(Data records)

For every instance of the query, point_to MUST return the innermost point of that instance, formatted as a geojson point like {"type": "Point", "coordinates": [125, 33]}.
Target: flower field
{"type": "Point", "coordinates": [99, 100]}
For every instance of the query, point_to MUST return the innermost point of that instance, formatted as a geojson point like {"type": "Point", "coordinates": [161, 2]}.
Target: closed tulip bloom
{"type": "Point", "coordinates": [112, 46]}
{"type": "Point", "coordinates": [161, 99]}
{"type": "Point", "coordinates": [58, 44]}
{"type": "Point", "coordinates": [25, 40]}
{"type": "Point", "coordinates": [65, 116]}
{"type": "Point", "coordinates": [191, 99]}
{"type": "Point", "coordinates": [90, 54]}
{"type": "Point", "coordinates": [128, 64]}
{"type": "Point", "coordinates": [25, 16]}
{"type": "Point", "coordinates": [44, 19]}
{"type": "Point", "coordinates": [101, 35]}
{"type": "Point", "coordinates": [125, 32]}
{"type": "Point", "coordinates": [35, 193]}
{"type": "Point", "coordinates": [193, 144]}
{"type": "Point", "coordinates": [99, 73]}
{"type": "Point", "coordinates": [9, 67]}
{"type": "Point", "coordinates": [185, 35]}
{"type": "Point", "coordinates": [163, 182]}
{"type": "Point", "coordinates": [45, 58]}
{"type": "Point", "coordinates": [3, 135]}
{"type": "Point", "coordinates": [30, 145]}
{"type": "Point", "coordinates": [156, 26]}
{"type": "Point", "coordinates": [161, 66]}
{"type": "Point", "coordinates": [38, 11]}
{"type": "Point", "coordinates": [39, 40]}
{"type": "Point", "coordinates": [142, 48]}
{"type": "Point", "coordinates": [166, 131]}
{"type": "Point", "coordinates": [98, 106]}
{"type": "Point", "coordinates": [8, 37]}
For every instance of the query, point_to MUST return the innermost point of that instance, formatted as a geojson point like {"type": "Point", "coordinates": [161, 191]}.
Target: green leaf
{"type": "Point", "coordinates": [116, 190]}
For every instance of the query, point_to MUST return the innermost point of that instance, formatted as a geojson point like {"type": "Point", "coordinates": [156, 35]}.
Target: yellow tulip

==

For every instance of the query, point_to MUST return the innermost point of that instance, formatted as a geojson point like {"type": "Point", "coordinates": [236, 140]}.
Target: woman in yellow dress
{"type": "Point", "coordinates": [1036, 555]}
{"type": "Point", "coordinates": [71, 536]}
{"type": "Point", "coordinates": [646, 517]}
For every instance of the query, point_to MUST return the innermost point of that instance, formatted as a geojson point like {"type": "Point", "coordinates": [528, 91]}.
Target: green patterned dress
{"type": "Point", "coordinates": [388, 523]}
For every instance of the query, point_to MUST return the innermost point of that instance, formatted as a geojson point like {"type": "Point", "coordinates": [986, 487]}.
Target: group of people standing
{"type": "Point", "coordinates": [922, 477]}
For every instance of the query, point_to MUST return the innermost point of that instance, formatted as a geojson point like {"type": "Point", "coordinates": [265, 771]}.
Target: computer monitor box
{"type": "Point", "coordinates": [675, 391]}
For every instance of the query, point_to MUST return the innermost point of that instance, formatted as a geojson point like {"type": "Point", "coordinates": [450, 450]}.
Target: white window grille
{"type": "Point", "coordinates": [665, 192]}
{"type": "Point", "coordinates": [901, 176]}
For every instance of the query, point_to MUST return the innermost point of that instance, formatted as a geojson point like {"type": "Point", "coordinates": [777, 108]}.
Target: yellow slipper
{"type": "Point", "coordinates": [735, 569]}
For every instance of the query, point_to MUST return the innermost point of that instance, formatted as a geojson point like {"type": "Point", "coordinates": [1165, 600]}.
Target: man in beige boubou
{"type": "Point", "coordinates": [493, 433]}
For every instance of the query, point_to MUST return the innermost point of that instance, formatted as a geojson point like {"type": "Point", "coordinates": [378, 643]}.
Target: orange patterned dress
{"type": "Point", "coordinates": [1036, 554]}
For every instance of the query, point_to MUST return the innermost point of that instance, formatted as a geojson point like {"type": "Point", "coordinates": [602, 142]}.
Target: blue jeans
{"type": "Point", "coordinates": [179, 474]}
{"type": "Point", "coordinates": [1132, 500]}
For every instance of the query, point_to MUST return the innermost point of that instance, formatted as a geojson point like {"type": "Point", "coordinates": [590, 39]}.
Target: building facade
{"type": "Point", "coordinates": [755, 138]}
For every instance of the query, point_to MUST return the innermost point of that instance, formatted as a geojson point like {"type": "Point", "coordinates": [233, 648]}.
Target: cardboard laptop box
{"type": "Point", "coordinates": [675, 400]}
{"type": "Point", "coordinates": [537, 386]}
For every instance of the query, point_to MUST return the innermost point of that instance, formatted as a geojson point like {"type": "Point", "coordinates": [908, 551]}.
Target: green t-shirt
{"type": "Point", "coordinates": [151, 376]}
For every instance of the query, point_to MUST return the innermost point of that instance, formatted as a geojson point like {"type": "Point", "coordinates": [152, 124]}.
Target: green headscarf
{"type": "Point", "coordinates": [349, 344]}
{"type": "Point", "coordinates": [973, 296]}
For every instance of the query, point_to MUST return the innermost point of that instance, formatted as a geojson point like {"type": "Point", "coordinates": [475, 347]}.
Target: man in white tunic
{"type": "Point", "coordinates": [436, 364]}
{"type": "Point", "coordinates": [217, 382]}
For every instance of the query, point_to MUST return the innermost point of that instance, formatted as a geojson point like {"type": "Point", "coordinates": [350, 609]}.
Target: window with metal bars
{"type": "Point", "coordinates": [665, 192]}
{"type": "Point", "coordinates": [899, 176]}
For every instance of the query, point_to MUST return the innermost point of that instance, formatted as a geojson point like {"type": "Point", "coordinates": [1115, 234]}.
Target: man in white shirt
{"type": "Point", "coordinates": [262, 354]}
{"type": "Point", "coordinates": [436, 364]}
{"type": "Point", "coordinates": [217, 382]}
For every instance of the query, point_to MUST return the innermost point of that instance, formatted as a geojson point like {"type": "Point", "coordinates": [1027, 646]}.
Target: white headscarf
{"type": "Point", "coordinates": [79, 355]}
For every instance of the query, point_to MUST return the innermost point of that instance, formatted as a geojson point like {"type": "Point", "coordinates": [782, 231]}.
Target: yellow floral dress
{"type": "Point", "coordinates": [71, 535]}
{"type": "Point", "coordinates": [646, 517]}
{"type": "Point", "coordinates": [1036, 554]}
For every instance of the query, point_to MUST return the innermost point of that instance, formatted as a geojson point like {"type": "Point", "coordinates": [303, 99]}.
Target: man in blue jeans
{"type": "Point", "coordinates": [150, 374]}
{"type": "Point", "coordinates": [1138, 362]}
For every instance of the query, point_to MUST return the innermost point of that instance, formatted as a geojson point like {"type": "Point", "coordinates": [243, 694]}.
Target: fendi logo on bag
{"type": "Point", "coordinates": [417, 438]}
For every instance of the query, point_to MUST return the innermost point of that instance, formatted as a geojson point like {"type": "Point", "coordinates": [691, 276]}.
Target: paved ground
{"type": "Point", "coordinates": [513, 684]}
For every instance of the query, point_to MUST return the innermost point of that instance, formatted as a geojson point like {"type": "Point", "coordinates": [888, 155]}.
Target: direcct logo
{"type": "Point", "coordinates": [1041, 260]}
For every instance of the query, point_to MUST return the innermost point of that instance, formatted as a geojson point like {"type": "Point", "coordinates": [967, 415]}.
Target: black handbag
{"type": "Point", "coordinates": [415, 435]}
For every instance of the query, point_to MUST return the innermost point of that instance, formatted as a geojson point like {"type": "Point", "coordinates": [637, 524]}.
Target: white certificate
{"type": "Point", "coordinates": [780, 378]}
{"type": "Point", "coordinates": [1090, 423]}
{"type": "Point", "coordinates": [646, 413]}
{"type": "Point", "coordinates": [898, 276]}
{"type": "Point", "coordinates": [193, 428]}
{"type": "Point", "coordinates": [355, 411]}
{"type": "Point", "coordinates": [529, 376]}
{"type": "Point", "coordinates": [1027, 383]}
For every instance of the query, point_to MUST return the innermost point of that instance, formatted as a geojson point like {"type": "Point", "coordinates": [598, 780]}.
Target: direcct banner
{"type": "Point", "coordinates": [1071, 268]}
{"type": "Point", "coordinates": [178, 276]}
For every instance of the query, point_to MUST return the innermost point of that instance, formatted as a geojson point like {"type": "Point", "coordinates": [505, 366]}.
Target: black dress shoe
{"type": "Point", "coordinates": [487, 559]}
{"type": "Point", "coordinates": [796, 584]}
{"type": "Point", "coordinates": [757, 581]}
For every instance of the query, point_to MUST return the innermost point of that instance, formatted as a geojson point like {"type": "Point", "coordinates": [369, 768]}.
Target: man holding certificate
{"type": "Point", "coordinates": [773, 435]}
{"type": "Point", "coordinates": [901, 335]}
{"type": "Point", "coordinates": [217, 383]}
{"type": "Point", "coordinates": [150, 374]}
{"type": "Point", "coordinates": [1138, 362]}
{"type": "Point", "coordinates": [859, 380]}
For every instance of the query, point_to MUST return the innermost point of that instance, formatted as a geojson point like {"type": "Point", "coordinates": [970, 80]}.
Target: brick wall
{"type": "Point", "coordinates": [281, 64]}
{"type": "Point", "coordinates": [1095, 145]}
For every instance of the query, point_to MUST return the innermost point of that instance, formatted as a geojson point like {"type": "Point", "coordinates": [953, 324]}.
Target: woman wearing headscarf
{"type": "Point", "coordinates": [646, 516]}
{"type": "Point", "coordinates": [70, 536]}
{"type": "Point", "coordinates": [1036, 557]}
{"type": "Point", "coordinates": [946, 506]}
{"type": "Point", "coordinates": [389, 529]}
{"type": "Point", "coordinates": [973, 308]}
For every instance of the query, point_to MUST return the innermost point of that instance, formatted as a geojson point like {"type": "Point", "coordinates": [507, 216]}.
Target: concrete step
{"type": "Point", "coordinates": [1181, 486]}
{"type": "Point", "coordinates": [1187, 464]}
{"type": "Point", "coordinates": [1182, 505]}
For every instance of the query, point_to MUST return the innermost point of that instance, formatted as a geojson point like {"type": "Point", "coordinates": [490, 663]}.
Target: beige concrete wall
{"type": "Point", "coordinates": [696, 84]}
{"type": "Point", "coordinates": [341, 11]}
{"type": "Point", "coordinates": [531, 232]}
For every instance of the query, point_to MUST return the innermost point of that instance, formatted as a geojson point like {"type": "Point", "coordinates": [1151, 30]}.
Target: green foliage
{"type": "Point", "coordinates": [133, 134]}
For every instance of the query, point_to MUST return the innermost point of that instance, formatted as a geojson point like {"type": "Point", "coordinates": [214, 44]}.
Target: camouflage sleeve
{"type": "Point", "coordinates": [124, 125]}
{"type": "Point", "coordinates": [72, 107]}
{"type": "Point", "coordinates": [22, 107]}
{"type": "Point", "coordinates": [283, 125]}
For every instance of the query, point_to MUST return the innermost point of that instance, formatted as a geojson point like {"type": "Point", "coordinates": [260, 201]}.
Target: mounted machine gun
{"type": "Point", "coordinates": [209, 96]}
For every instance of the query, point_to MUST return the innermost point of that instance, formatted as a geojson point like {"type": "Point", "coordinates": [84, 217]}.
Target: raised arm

---

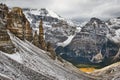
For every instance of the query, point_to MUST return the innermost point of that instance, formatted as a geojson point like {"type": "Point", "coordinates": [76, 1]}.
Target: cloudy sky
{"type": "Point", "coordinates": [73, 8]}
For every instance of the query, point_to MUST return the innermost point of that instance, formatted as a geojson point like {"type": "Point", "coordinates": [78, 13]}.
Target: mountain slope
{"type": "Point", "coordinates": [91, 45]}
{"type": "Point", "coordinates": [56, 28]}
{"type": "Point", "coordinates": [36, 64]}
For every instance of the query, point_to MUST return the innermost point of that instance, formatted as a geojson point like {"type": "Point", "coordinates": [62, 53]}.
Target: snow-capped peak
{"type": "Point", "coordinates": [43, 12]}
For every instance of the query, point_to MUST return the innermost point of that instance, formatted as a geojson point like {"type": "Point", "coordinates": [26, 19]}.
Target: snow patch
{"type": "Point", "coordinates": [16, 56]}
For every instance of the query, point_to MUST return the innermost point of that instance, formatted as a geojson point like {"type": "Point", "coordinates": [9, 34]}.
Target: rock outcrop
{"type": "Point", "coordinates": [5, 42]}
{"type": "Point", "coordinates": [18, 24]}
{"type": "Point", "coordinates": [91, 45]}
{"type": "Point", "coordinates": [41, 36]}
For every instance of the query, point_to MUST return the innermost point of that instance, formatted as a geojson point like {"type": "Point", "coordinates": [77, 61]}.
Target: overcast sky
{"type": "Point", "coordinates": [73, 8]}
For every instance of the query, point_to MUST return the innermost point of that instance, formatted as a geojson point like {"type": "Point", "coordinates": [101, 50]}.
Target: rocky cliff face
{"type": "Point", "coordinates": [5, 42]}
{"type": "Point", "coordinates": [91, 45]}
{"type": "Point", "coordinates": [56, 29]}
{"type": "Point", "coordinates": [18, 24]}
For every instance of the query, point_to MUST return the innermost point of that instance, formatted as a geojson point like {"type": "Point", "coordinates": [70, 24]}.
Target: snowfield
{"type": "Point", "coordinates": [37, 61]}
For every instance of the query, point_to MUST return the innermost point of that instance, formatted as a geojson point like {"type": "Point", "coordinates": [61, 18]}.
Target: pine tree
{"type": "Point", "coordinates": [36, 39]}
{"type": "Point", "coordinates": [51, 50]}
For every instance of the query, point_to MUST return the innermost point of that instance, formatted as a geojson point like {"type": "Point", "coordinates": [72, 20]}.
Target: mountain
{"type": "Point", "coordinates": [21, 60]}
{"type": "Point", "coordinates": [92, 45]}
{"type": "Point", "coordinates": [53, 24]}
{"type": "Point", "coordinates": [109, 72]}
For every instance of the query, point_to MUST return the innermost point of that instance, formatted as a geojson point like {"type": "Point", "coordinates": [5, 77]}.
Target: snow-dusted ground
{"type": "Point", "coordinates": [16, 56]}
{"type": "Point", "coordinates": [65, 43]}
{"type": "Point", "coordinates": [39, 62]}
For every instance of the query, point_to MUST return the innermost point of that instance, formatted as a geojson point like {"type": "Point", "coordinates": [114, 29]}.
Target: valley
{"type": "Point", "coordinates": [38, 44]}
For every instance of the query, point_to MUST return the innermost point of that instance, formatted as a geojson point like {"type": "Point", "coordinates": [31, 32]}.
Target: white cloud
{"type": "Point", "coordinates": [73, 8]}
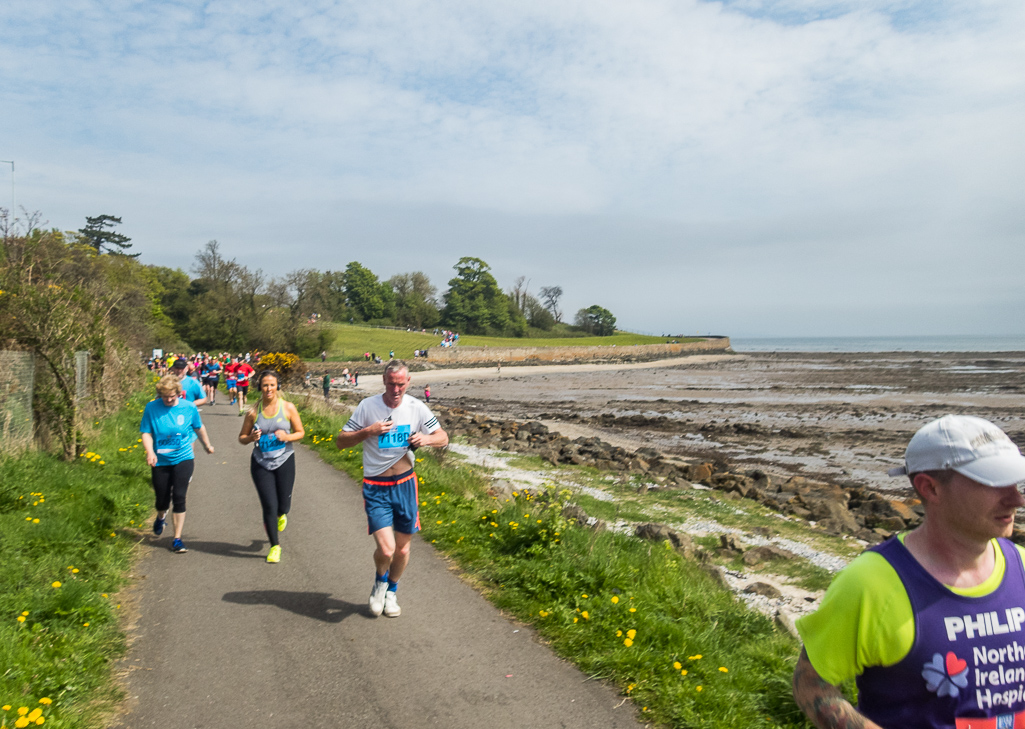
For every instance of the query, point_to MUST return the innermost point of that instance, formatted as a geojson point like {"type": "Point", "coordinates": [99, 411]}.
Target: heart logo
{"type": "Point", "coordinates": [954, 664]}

> **YOUR INSTRUCTIONS**:
List every line in the items above that contains the word "window".

> **SOLUTION BELOW**:
Target: white window grille
Target: window with metal bars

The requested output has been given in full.